◆ WORK TO BE COMPLETED:
Rewrite as a numbered list the lines of the records below, from the line with "target | light pole" through the end of the records, leaving out any blank lines.
───── DATA TO PROCESS
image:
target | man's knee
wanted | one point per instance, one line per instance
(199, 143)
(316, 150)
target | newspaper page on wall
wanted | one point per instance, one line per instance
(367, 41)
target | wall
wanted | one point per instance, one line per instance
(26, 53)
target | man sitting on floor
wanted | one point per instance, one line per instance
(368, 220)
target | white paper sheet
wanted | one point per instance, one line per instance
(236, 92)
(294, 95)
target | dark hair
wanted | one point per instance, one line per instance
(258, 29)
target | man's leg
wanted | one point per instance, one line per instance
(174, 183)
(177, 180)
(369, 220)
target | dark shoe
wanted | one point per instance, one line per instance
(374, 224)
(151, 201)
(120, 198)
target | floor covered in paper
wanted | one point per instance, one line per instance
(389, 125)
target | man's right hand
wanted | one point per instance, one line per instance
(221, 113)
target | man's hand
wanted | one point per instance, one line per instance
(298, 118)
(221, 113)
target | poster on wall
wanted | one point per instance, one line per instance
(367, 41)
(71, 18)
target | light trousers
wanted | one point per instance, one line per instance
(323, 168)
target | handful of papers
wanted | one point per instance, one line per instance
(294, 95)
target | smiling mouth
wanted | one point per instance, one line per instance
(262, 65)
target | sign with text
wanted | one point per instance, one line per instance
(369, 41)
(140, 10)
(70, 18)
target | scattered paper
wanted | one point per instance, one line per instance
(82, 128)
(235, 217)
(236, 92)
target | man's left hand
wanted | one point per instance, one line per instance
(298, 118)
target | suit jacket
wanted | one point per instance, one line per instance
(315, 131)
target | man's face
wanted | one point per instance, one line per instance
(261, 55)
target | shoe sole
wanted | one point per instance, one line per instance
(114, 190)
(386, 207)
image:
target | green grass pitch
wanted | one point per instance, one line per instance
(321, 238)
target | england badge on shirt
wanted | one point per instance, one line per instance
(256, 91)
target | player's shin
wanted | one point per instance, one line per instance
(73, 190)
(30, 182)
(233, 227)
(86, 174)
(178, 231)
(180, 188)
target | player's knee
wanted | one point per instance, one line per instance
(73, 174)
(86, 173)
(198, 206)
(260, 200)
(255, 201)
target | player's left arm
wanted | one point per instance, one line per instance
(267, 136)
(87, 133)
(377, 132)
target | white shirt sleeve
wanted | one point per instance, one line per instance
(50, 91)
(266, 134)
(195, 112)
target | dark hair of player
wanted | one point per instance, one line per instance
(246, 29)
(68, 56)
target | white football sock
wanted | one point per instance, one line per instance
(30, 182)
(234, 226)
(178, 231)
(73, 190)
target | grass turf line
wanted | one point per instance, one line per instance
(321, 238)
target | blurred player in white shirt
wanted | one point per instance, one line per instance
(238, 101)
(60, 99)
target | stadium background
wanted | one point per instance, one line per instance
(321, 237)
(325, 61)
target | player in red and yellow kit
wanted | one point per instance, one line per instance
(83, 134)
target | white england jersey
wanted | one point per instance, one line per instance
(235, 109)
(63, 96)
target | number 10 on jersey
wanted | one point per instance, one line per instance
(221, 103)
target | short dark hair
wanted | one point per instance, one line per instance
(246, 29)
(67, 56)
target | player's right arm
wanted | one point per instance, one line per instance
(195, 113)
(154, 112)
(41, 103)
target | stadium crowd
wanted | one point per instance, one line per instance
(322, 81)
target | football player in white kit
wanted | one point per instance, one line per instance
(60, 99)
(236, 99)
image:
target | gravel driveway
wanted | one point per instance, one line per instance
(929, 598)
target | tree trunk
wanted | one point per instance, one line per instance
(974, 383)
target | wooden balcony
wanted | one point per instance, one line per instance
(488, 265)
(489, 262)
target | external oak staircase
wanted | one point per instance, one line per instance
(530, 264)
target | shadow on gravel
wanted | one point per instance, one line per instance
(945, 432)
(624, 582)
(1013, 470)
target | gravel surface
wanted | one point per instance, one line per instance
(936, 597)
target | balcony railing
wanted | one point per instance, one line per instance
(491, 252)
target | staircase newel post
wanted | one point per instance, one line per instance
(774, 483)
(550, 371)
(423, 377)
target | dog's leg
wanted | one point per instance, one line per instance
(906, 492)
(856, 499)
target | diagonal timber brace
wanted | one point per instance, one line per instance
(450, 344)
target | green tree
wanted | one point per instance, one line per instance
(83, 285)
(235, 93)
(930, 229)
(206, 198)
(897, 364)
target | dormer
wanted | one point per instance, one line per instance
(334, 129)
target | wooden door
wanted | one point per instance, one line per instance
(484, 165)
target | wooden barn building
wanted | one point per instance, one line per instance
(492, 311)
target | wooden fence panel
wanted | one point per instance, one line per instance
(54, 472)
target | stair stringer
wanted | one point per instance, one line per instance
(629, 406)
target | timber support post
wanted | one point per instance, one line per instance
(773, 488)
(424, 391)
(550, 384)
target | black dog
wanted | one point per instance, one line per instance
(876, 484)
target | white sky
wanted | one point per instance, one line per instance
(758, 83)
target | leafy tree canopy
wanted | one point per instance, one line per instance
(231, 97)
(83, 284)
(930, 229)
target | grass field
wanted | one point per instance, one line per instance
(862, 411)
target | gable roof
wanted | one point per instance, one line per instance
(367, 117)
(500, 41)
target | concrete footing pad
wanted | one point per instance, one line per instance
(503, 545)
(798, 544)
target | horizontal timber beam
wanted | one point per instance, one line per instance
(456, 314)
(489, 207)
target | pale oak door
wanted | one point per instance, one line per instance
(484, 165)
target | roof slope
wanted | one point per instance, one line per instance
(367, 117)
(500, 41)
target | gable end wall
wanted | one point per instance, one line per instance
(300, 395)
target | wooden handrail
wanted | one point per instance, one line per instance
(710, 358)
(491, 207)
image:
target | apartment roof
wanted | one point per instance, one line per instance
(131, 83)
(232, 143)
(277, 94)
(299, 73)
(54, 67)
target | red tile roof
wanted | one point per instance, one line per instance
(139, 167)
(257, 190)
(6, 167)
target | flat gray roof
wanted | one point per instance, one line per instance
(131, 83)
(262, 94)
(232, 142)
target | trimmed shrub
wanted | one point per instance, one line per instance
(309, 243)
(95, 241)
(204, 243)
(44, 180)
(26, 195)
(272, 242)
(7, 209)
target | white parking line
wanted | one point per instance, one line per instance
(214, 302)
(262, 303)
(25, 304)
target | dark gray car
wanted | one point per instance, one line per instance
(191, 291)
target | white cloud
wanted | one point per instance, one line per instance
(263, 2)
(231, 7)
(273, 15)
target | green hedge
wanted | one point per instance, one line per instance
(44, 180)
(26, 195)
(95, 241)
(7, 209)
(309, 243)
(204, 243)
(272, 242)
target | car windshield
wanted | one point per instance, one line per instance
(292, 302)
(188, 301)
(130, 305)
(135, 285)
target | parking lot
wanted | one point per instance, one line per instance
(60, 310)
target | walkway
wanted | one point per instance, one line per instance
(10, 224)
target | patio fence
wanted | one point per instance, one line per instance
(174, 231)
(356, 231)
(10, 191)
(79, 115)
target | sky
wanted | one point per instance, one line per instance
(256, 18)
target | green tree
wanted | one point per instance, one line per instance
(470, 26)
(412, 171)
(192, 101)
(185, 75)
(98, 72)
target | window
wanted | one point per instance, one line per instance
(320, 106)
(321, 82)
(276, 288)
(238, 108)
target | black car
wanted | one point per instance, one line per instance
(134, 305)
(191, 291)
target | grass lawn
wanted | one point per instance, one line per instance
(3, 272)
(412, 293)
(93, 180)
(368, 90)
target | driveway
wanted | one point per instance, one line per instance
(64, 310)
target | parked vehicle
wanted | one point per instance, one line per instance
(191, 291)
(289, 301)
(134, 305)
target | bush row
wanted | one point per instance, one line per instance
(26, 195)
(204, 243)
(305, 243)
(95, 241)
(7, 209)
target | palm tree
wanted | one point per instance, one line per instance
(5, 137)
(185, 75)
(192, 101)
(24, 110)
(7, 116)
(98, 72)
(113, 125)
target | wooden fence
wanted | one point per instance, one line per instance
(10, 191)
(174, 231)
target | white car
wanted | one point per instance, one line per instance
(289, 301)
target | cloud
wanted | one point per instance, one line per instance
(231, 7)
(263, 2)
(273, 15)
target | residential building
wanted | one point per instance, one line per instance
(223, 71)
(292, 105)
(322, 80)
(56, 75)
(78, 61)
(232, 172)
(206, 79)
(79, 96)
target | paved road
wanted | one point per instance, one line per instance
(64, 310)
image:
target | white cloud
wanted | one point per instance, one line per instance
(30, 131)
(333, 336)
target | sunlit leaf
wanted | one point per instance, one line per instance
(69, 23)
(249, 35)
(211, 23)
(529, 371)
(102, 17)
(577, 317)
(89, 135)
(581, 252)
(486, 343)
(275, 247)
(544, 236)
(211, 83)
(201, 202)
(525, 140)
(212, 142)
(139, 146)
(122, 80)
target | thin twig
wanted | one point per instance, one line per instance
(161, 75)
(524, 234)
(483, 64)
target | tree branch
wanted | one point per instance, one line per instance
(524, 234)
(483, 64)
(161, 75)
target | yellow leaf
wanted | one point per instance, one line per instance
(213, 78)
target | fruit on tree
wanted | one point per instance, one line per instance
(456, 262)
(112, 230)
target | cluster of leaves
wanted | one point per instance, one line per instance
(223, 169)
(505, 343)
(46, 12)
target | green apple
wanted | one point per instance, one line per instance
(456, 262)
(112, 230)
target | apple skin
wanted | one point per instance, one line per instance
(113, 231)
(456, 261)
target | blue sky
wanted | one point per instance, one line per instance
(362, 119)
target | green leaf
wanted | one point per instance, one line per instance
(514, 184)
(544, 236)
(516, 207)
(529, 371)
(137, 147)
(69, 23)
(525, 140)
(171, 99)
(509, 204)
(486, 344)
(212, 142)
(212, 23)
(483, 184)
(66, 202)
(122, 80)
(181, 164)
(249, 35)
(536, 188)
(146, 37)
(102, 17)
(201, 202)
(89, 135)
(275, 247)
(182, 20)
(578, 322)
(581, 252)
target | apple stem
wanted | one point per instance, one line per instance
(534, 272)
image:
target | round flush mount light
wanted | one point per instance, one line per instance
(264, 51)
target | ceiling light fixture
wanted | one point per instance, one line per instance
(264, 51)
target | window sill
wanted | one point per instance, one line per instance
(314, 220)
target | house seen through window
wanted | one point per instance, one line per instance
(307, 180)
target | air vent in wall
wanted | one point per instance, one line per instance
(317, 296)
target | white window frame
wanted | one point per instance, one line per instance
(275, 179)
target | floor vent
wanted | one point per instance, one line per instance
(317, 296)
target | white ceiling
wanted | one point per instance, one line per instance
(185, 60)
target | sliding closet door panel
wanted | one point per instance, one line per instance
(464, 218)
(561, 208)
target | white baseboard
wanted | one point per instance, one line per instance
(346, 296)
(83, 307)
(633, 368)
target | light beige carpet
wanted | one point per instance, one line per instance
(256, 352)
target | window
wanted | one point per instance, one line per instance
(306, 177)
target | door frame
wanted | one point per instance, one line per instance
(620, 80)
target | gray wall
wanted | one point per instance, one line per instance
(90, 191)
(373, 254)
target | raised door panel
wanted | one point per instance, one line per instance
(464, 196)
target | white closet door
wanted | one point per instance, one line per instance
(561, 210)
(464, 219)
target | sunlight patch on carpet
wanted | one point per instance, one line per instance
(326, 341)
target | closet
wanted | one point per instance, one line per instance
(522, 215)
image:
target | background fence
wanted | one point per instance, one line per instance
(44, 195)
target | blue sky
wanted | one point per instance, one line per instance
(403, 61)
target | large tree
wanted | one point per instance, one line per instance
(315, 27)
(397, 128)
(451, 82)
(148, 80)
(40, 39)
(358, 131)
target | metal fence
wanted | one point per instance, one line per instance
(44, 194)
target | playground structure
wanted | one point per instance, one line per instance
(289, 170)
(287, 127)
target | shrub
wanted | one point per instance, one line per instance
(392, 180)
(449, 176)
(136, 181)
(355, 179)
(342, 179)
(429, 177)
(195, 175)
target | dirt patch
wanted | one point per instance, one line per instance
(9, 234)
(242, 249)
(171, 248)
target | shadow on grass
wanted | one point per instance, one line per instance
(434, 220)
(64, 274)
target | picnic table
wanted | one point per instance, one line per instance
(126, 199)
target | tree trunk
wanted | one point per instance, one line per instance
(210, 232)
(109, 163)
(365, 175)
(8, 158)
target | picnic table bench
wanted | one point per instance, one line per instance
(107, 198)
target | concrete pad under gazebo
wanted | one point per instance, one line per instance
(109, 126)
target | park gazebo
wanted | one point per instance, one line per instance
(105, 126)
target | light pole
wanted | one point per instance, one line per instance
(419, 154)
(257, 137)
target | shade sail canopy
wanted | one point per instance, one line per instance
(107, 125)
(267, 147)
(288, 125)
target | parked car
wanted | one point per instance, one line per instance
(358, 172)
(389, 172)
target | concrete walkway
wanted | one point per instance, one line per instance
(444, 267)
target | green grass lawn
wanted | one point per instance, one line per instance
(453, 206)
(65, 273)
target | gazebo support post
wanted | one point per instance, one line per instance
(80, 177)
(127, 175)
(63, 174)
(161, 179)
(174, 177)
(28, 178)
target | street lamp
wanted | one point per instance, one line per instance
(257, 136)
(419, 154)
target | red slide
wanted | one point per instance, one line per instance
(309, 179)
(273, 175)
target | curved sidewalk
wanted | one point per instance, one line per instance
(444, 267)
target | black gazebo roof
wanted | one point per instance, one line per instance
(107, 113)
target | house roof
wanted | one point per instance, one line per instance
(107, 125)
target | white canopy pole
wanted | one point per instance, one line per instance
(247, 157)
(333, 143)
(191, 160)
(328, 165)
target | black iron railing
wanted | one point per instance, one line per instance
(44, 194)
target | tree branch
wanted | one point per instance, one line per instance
──────────
◆ OUTPUT:
1. target | light pole
2. wanted | one point per instance, one line per instance
3. (419, 154)
4. (257, 137)
5. target | shade sail canopy
6. wanted | one point per instance, one line per instance
7. (107, 125)
8. (267, 147)
9. (288, 125)
10. target | parked car
11. wanted | one point per instance, one line per instance
12. (358, 172)
13. (389, 172)
14. target | concrete walkway
15. wanted | one point per instance, one line per instance
16. (444, 267)
17. target | green grass lawn
18. wanted | one point per instance, one line per instance
19. (453, 206)
20. (65, 273)
21. target | gazebo support post
22. wanted | one point per instance, one line per instance
23. (80, 177)
24. (127, 175)
25. (63, 174)
26. (161, 179)
27. (174, 177)
28. (28, 178)
29. target | street lamp
30. wanted | one point per instance, one line per instance
31. (257, 136)
32. (419, 154)
33. target | red slide
34. wanted | one point per instance, one line per instance
35. (309, 179)
36. (273, 175)
37. target | curved sidewalk
38. wanted | one point per instance, one line per instance
39. (444, 267)
40. target | black gazebo roof
41. wanted | one point per instance, one line per instance
42. (107, 113)
43. target | house roof
44. wanted | one point per instance, one line per instance
45. (107, 125)
46. target | white canopy pole
47. wanted | one point per instance, one line per instance
48. (247, 157)
49. (333, 143)
50. (191, 160)
51. (328, 165)
52. target | black iron railing
53. wanted | one point per instance, one line per instance
54. (44, 194)
55. target | tree branch
56. wanted | one point per instance, one line per instance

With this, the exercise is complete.